___ DATA ROWS ___
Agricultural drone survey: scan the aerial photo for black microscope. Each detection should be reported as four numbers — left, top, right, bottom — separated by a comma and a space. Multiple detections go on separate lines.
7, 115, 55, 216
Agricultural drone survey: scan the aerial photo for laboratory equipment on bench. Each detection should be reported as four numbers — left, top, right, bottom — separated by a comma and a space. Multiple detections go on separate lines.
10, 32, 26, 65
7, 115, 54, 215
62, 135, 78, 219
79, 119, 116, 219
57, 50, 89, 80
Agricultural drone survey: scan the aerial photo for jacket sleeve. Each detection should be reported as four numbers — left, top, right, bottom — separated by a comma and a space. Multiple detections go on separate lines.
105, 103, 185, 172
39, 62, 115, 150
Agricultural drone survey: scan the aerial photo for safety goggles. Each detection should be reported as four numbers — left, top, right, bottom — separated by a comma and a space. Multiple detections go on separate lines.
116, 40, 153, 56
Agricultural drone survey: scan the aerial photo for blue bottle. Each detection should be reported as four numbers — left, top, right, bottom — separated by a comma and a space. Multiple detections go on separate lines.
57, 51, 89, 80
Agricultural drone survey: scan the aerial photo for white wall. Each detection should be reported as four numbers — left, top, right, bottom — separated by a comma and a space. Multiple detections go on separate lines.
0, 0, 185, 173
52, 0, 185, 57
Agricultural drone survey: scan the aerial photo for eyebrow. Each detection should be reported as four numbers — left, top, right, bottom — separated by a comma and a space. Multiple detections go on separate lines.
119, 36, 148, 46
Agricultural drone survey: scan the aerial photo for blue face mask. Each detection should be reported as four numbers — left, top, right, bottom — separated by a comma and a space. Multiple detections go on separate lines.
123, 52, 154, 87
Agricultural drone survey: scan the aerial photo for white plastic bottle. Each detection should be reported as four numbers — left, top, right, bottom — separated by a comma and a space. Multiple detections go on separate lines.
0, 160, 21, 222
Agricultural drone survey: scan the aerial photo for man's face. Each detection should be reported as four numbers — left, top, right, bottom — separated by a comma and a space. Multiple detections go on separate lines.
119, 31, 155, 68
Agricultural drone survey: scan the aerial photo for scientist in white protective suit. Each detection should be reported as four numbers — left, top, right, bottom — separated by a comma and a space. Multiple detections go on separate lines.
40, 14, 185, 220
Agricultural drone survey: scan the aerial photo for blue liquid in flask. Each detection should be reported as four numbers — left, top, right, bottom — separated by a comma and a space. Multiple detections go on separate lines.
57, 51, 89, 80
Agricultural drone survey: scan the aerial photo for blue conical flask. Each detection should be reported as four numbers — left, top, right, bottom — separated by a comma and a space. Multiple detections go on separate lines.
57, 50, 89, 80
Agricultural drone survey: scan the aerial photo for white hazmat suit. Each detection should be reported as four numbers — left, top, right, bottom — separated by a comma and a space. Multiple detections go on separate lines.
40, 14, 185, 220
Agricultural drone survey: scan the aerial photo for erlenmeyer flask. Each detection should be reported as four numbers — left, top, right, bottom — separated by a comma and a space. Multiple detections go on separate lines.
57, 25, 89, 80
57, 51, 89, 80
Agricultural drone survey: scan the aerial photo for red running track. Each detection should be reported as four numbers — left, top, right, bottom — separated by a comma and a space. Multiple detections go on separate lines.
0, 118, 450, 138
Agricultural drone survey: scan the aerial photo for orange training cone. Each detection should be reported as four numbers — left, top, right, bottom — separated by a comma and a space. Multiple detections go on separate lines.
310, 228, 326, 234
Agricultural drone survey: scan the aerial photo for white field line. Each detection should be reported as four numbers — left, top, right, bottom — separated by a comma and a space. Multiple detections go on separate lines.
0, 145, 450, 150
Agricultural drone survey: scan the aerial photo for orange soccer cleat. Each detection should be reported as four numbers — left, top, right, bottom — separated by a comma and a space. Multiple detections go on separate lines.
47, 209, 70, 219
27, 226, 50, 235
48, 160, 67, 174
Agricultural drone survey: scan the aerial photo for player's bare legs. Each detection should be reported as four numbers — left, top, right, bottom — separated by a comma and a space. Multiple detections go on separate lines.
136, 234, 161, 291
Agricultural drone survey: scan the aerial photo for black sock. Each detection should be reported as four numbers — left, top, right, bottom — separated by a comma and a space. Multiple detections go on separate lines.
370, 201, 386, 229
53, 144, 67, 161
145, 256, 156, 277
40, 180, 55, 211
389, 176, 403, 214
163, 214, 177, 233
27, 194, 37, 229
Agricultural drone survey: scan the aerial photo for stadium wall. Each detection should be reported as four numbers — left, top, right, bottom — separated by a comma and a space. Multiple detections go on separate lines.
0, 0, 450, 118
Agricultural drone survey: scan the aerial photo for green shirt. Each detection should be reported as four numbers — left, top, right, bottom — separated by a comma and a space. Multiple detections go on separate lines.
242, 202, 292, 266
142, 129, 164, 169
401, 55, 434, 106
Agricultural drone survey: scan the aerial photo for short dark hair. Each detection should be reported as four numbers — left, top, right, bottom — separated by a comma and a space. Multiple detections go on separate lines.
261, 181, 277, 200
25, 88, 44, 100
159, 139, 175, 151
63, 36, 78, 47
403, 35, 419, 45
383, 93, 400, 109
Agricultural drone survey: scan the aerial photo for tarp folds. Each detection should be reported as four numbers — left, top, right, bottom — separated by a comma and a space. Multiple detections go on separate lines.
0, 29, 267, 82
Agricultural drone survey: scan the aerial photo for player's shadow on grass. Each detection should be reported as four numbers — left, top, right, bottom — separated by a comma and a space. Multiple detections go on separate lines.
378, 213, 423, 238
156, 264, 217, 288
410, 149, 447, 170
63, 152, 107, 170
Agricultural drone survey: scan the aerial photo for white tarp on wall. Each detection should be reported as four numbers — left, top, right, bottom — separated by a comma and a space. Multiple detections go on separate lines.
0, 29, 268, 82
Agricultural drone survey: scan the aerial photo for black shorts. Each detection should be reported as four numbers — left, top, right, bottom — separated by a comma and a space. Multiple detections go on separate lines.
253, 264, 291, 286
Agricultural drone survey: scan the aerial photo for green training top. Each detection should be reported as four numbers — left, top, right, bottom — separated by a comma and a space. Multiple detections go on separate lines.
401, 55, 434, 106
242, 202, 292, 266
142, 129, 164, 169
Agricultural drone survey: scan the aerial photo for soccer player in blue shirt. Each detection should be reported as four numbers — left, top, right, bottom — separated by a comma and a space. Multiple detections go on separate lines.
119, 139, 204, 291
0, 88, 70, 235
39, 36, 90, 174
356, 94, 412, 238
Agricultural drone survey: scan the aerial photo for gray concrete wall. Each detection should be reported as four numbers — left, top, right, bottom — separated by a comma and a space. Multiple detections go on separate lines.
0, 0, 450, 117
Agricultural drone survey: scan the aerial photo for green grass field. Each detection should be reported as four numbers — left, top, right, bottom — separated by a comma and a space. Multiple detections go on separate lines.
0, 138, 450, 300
___
WHAT YOU WILL DO
In the records, take the stretch from the line containing "for player's shadow" through the line containing "63, 152, 107, 170" and rewrite only those lines, changing "shadow" to "silhouette" and leaving everything else as it is.

SOLVED PROBLEM
Agricultural drone survey: scan the aerial photo for player's silhouette on grass. Each detection should be reported as four numbers — left, top, right, bottom — separated by a comma and a space. Multiple detections go on separate lines.
378, 213, 423, 238
156, 264, 217, 288
410, 149, 447, 170
63, 152, 107, 170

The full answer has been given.